Шрифт:
Интервал:
Закладка:
Случается ли, что вы ощущаете себя Набоковым-писателем, изолированным от окружающих, с обнаженным мечом, которым вы должны уничтожить их, или же вы чувствуете себя в роли затейника, или человека, выполняющего тяжкую нудную работу, или гения – в какой роли?
Нынче довольно легко бросаются словом «гений», не находите? По крайней мере, говорящие на английском, потому что его русский двойник «гений» – термин, напоминающий хрип сдавленного от страха горла, и его употребляют по отношению к весьма небольшому числу писателей – Шекспиру, Мильтону, Пушкину, Толстому. А к авторам, пользующимся искренней любовью читателя, таким как Тургенев и Чехов, русские применяют более скромный термин – «талант», но не «гений». Странный пример семантического расхождения – одно и то же слово в одном языке более значимо, весомо, чем в другом. Хотя мои знания русского и английского практически идентичны, я тем не менее бываю явно обескуражен, когда слышу, что гением называют любого значительного новеллиста, к примеру Мопассана или Моэма. Гений по-прежнему означает для меня, привередливого русского, бережно относящегося к каждой фразе, – неповторимый, ослепительный дар. Гений Джеймса Джойса, но талант Генри Джеймса. Боюсь, я потерял нить, отвечая на ваш вопрос. Лучше перейдем к следующему.
Могут ли политические идеи решить какую-нибудь серьезную проблему в личной жизни?
Меня всегда изумляла ловкость подобных решений – когда страстные сталинисты превращаются в безобидных социалистов, а социалисты в конце концов находят себе приют в консерватизме и так далее. Полагаю, это подобно переходу в другую конфессию, хотя в религии я полный профан. Популярность Бога могу объяснить только паникой атеиста.
Почему вы говорите, что не любите «серьезных» писателей? Может, вы имеете в виду каких-то конкретных «плохих» художников?
Позвольте мне объяснить это следующим образом.
По склонности своей и желанию я стараюсь не разбазаривать себя, превращая свое творчество в иллюстрированный каталог основополагающих идей и серьезных мнений, чье навязчивое присутствие в произведениях других писателей тоже не люблю. Идеи, которые можно обнаружить в моих произведениях, принадлежат моим героям и при желании могут быть отвергнуты. В моих мемуарах идеи, которые заслуживают упоминания, всего лишь мимолетные образы, миражи интеллекта. Они теряют свою окраску, лопаются, как глубоководная рыба, когда ее извлекают из тропического моря.
У великих писателей – яркие политические и социальные идеалы и идеи. Таким был Толстой. Присутствие подобных идей в его творчестве не принижает ли в ваших глазах его значения?

### СУТЬ ЗАДАНИЯ:
Ответьте по фрагменту:
(a) К каким писателям, согласно фрагменту, русские применяют слово «гений»?
(b) Какой термин русские используют для Тургенева и Чехова?
(c) С чем сравниваются идеи в мемуарах, которые теряют свою окраску?
Данные здесь не понадобятся.

### СТРОКИ ДАННЫХ:

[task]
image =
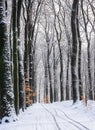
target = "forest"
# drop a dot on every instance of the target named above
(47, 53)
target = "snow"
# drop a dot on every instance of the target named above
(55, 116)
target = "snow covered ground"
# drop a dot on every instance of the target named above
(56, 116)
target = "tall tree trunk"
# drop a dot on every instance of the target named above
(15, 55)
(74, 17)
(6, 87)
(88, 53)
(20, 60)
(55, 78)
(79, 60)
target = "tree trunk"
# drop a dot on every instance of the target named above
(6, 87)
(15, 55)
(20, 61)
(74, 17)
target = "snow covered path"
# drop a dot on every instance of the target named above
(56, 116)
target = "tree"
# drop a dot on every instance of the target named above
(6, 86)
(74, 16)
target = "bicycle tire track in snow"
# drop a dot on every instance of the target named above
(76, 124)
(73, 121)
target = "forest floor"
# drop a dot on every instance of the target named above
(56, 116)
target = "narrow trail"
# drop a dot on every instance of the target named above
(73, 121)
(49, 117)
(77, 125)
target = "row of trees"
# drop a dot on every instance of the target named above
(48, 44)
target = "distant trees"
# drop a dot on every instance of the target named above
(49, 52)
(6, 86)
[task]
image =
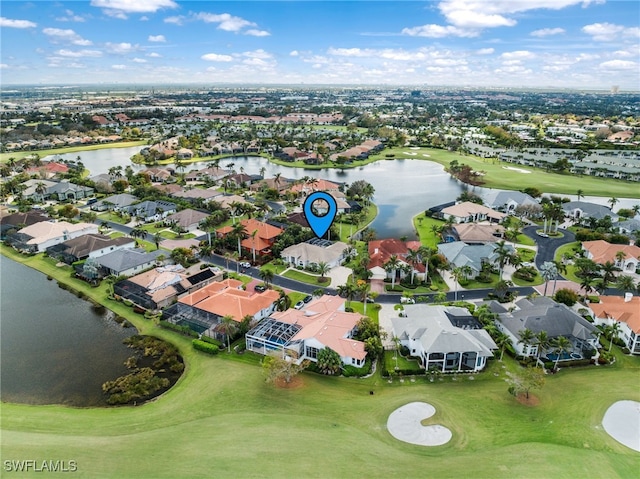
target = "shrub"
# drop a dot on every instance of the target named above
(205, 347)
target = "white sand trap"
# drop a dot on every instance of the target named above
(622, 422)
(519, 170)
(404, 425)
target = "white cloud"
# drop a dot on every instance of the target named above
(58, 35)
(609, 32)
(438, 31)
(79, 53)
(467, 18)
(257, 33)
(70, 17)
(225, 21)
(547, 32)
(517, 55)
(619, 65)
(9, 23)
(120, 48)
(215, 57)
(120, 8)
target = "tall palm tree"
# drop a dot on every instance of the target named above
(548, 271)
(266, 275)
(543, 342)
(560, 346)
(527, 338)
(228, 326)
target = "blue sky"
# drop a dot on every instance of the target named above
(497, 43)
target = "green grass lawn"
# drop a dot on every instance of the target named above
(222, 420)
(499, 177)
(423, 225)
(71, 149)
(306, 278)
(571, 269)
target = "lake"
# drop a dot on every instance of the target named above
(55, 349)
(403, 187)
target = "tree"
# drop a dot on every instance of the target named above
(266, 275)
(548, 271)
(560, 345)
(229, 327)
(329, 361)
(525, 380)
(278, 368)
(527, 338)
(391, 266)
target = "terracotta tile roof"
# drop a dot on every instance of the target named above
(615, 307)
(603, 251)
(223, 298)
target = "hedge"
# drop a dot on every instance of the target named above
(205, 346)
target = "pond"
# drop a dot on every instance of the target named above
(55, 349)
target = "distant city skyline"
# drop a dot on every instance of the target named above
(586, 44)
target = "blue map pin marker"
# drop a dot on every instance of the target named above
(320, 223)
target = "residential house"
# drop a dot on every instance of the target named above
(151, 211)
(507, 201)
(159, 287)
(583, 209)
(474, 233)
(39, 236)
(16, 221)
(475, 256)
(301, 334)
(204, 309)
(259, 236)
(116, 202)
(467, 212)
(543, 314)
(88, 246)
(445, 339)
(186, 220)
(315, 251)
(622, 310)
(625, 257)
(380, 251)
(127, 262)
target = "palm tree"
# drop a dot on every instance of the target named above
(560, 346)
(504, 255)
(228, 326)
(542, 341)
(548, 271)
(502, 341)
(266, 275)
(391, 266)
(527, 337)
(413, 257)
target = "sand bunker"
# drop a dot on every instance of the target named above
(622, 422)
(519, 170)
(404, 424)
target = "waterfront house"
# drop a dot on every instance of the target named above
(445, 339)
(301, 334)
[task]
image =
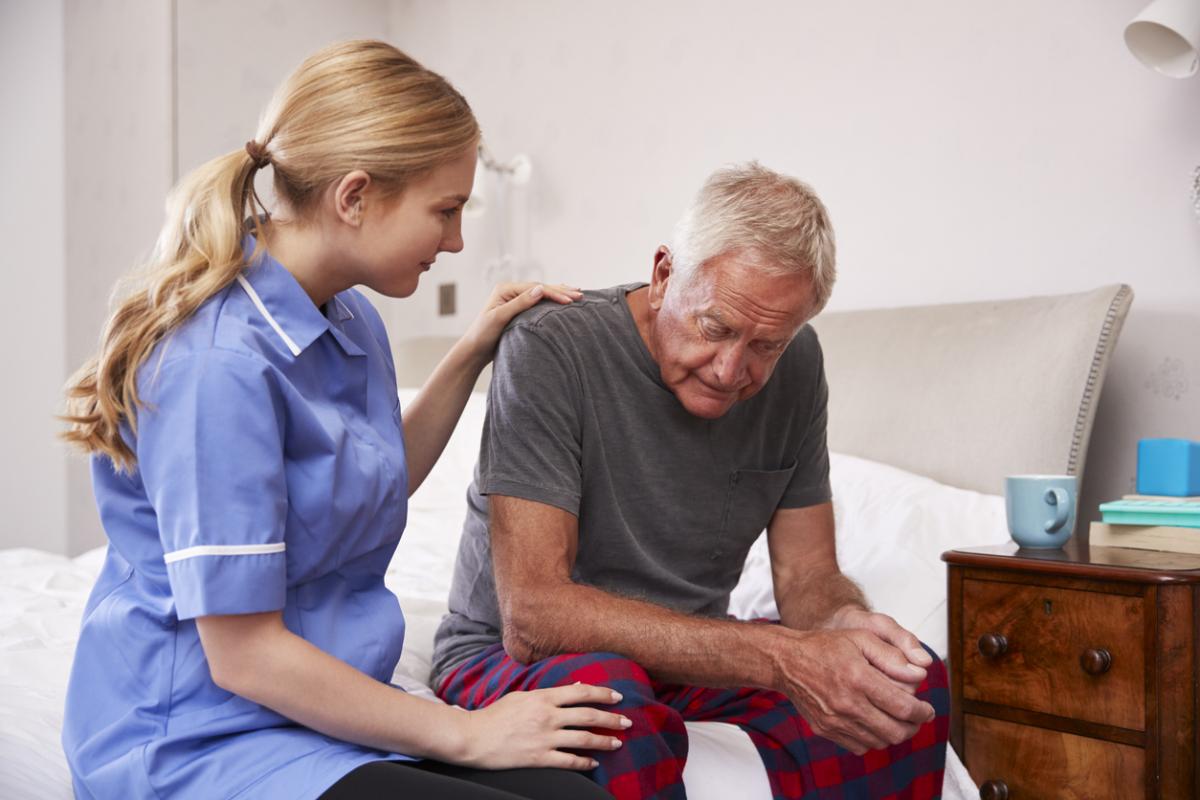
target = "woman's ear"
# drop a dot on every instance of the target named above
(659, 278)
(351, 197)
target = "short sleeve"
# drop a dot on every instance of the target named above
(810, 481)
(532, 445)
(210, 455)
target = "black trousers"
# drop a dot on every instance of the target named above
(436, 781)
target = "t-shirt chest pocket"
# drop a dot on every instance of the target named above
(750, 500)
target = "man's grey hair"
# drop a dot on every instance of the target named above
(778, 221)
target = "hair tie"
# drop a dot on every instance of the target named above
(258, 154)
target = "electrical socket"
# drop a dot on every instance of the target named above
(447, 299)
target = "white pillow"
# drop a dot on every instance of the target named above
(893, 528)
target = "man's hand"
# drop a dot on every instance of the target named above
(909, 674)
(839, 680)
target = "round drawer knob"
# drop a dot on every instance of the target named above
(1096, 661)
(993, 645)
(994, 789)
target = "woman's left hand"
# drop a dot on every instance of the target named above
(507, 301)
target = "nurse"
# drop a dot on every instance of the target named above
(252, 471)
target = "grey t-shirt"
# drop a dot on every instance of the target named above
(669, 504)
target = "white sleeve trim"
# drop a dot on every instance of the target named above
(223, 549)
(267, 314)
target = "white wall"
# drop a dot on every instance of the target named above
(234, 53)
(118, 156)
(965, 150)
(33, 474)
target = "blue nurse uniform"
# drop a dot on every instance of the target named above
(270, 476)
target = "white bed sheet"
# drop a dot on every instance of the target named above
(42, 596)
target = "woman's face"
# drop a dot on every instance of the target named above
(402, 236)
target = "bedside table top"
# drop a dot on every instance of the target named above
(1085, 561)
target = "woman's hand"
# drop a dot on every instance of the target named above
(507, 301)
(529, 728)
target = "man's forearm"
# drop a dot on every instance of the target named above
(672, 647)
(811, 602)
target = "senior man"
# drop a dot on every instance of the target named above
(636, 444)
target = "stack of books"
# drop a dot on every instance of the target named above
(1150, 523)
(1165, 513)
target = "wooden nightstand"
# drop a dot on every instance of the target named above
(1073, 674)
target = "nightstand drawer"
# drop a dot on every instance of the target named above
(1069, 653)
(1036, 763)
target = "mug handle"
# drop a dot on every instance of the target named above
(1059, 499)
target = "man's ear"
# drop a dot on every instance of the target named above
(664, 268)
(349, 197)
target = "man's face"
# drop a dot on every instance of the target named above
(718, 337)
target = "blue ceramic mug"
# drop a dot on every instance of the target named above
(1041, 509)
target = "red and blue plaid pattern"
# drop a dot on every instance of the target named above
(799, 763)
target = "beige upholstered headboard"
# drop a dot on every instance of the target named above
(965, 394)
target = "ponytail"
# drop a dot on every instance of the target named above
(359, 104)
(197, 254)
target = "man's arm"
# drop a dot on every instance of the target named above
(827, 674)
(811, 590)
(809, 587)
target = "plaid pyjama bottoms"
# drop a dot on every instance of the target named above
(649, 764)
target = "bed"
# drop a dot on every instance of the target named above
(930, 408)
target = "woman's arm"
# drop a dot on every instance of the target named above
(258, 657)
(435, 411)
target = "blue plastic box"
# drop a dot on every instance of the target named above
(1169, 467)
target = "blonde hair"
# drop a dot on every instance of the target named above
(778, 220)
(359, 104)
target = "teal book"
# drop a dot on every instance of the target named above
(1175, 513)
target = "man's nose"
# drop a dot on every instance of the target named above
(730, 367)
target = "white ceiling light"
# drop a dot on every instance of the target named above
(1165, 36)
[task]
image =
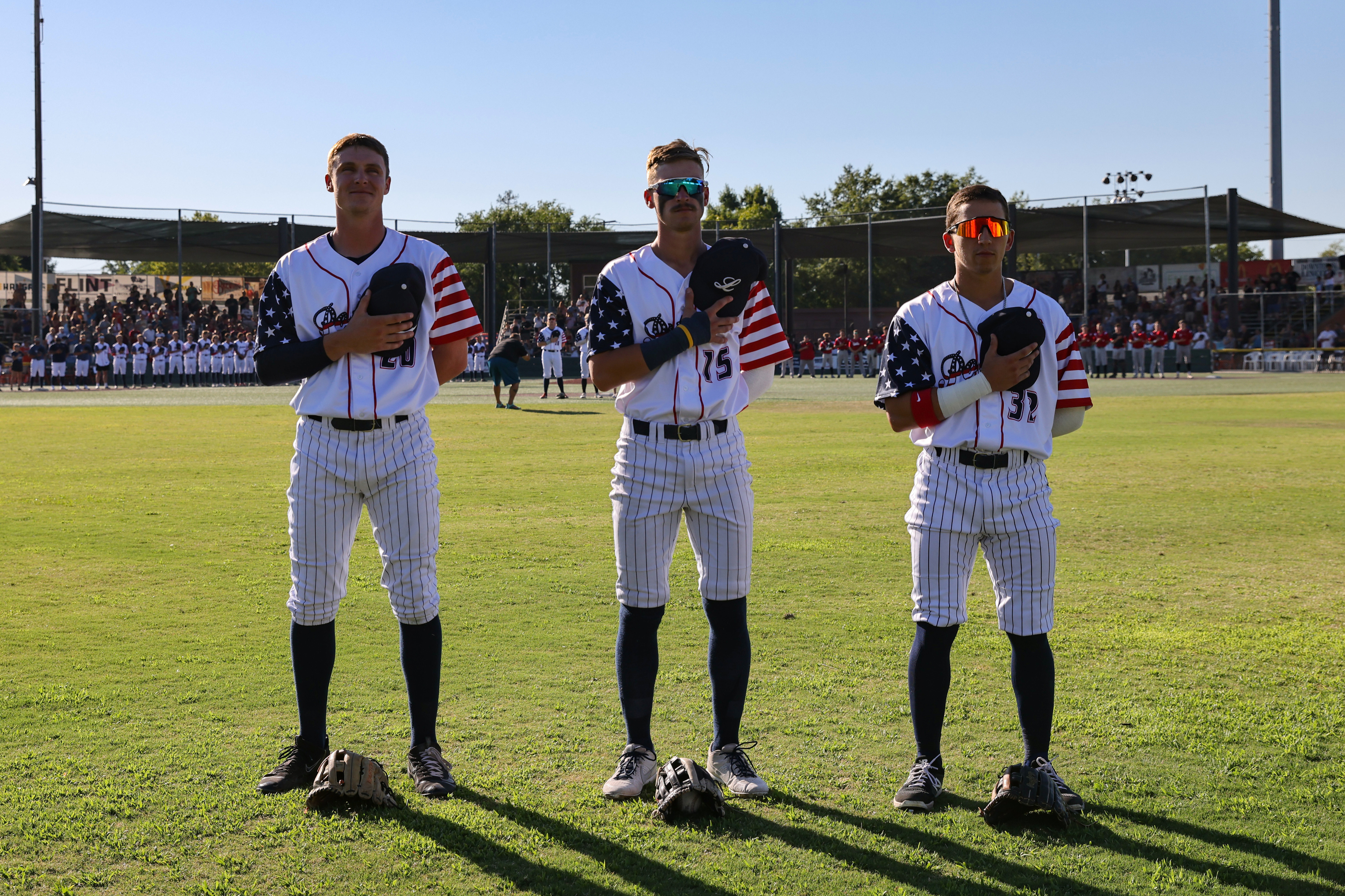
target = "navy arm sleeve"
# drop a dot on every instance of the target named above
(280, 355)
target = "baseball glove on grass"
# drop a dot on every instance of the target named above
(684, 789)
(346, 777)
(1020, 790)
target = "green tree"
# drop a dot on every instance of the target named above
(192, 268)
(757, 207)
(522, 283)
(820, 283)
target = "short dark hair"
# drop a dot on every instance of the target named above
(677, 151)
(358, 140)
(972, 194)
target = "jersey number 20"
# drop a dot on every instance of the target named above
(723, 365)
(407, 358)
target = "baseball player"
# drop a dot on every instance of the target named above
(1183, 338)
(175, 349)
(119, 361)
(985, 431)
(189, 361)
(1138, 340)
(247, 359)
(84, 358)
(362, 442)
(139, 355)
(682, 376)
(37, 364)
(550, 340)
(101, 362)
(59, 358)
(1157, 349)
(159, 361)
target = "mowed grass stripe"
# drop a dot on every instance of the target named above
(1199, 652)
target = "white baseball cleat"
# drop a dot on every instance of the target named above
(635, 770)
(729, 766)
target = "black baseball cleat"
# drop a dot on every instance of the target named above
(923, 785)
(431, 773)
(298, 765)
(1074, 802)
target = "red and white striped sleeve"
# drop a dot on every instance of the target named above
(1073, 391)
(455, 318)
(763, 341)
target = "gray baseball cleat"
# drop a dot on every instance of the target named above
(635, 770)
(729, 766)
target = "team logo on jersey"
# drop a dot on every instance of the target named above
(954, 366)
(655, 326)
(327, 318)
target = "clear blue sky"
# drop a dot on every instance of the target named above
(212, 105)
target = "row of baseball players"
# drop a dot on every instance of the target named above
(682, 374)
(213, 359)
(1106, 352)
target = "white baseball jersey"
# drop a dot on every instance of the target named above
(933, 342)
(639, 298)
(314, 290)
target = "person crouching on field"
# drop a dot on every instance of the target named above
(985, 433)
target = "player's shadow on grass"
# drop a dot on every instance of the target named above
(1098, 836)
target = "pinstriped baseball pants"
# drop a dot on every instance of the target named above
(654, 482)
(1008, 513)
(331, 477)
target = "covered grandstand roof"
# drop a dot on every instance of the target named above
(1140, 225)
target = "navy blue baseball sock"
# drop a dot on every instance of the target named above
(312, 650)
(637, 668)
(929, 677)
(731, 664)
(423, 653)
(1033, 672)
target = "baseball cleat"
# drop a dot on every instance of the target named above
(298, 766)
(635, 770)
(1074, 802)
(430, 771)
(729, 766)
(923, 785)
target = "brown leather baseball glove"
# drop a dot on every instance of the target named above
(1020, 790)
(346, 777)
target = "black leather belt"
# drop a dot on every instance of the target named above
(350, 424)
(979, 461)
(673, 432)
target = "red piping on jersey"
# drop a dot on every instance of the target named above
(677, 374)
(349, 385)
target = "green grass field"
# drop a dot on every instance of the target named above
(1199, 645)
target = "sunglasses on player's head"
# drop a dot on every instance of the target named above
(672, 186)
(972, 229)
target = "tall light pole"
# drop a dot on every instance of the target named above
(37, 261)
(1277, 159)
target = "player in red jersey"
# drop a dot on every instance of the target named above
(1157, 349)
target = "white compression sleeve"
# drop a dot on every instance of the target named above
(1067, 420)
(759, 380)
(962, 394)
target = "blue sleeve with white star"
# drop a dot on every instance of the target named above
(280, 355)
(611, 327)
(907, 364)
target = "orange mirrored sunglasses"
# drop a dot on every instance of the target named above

### ПИСЬМЕННЫЙ ОТВЕТ:
(a) К Шекспиру, Мильтону, Пушкину и Толстому.
(b) Термин «талант».
(c) С глубоководной рыбой, которая лопается, когда ее извлекают из тропического моря.